**** Passage given
# New to Ottawa Area



## geogirl (Jan 13, 2009)

Hi guys, thought I'd introduce myself and see if there are any of you nearby. Most of the topics seem to concern Toroto or the west, though...

Anyhow, we're a swiss/canadian family, me being the swiss one, with a one-year-old son, and we've just moved here after having lived in Switzerland for the last 7 years (with a short stint in Singapore thrown in). My hubby is from this town, all his family are here and we moved back basically because his dad wants to retire and hubby would like to take over the family business.

I'm trying to get my bearings here, and this being winter (i.e. not exactly the temperatures to take a baby out in the stroller) I'm feeling rather cooped up and stuck. I'm also not used to having to drive everywhere, so that complicates matters, too. "Back home", if you need to drive, it's far enough or complicated enough that you think twice about going. Here driving is just normal, but I'm still in the old mindset and trying to get out of it.

Anyways, I'm also trying to find a job and having not much luck at the moment. Are there any jobs that are part-time, but not minimum wage? Again, back home you can work a career job, but only work 60% or 80% (meaning, only 3 or 4 days per week) but you then only get that percentage of a salary. But you still get a salary, not minimum wage, and you still get all the same benefits etc. Does that exist here?
********
**** Stored rows
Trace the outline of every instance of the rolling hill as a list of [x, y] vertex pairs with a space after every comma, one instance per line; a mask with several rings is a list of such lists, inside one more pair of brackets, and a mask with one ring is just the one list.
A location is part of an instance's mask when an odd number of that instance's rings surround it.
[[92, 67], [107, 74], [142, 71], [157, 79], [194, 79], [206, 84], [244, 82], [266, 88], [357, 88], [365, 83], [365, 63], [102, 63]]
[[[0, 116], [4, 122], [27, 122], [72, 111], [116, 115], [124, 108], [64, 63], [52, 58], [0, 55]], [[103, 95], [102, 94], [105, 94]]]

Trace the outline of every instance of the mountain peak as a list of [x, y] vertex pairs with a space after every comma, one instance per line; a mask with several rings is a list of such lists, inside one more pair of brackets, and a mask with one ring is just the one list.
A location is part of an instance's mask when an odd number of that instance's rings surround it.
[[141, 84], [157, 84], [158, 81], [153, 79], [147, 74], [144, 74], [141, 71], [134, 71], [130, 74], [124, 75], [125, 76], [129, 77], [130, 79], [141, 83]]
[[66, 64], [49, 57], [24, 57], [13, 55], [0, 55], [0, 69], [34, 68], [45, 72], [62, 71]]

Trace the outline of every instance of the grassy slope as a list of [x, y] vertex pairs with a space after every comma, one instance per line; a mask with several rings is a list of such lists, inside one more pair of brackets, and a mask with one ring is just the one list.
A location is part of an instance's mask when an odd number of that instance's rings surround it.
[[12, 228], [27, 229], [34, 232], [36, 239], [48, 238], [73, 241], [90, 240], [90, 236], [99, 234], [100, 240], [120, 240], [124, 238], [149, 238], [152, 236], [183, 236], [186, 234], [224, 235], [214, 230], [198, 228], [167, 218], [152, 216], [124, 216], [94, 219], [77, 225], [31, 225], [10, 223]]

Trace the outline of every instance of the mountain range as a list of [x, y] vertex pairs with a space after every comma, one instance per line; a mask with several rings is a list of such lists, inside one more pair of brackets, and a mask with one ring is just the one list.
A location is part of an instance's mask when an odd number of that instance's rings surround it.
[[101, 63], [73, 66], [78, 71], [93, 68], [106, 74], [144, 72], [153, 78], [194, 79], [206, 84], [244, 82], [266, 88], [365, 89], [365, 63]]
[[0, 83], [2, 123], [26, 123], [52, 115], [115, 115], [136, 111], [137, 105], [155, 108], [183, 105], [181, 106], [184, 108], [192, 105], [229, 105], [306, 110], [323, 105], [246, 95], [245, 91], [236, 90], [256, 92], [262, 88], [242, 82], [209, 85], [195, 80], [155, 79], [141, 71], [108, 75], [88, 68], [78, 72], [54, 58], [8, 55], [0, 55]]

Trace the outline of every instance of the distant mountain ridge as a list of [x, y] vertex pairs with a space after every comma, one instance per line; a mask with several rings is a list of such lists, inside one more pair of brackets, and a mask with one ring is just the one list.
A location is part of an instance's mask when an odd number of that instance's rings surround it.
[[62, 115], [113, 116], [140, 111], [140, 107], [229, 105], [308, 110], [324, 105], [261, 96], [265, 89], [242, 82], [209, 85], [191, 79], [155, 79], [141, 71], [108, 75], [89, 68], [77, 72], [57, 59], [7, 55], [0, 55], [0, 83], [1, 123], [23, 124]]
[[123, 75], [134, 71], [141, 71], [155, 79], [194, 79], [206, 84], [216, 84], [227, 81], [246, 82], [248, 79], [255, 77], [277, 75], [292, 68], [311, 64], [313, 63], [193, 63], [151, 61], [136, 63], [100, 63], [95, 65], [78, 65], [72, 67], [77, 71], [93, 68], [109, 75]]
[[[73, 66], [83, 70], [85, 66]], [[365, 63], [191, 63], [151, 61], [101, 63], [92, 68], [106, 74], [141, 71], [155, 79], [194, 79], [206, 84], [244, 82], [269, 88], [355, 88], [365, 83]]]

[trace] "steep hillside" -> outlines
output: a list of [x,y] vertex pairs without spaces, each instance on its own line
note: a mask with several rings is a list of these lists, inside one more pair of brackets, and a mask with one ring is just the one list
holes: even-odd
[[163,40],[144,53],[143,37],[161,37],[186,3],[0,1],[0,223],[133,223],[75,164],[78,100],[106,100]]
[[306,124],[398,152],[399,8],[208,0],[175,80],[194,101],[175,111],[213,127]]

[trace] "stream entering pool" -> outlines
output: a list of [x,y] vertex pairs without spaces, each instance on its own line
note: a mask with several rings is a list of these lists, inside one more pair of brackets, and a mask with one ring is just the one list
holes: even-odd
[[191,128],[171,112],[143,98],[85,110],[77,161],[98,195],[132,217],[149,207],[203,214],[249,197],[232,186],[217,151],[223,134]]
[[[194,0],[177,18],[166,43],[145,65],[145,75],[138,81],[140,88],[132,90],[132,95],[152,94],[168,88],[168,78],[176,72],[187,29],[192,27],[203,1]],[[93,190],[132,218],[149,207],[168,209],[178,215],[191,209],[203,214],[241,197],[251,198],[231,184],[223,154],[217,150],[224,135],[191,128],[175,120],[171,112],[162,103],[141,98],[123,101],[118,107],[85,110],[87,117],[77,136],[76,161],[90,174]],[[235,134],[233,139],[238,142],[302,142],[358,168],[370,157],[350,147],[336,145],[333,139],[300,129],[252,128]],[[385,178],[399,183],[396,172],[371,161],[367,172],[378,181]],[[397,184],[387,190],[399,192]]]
********
What you will do: In the forum post above about moving to the Ottawa area, how long had the family lived in Switzerland before the move?

Exercise response: For the last 7 years.